Task requirements: Reproduce the comment thread about AI agents below word for word, in full.

Selected excerpt:
Vladimir_Nesov comments on Daniel Kokotajlo’s Shortform

Vladimir_Nesov 22 Feb 2024 1:14 UTC
6 points
2
If allowed to operate in the wild and globally interact with each other (as seems almost inevitable), agents won’t exist strictly within well-defined centralized bureaucracies, the thinking speed that enables impactful research also enables growing elaborate systems of social roles that drive the collective decision making, in a way distinct from individual decision making. Agent-operated firms might be an example where economy drives decisions, but nudges of all kinds can add up at scale, becoming trends that are impossible to steer.
- Daniel Kokotajlo 22 Feb 2024 6:50 UTC
  4 points
  0
  Parent
  But all of the agents will be housed in one or three big companies. Probably one. And they’ll basically all be copies of one to ten base models. And the prompts and RLHF the companies use will be pretty similar. And the smartest agents will at any given time be only deployed internally, at least until ASI.
  - Vladimir_Nesov 22 Feb 2024 15:00 UTC
    4 points
    0
    Parent
    The premise is autonomous agents at near-human level with propensity and opportunity to establish global lines of communication with each other. Being served via API doesn’t in itself control what agents do, especially if users can ask the agents to do all sorts of things and so there are no predefined airtight guardrails on what they end up doing and why. Large context and possibly custom tuning also makes activities of instances very dissimilar, so being based on the same base model is not obviously crucial.

Extracted information:

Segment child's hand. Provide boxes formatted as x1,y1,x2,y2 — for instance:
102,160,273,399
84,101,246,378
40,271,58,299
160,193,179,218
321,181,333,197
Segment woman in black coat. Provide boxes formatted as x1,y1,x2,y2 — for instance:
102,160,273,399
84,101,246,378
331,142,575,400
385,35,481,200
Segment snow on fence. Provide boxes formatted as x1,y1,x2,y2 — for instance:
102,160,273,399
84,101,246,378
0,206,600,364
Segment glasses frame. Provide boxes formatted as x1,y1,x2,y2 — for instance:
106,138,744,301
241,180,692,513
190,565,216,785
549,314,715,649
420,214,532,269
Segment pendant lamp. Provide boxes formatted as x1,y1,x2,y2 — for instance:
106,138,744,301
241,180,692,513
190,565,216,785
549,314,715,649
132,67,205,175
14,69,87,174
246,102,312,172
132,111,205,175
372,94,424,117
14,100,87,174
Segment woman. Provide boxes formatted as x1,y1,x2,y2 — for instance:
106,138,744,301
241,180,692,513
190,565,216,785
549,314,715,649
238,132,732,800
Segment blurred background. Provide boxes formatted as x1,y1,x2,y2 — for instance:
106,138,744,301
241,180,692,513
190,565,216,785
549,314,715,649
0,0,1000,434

Correct answer:
Vladimir_Nesov comments on Daniel Kokotajlo’s Shortform

Vladimir_Nesov 22 Feb 2024 1:14 UTC
6 points
2
If allowed to operate in the wild and globally interact with each other (as seems almost inevitable), agents won’t exist strictly within well-defined centralized bureaucracies, the thinking speed that enables impactful research also enables growing elaborate systems of social roles that drive the collective decision making, in a way distinct from individual decision making. Agent-operated firms might be an example where economy drives decisions, but nudges of all kinds can add up at scale, becoming trends that are impossible to steer.
- Daniel Kokotajlo 22 Feb 2024 6:50 UTC
  4 points
  0
  Parent
  But all of the agents will be housed in one or three big companies. Probably one. And they’ll basically all be copies of one to ten base models. And the prompts and RLHF the companies use will be pretty similar. And the smartest agents will at any given time be only deployed internally, at least until ASI.
  - Vladimir_Nesov 22 Feb 2024 15:00 UTC
    4 points
    0
    Parent
    The premise is autonomous agents at near-human level with propensity and opportunity to establish global lines of communication with each other. Being served via API doesn’t in itself control what agents do, especially if users can ask the agents to do all sorts of things and so there are no predefined airtight guardrails on what they end up doing and why. Large context and possibly custom tuning also makes activities of instances very dissimilar, so being based on the same base model is not obviously crucial.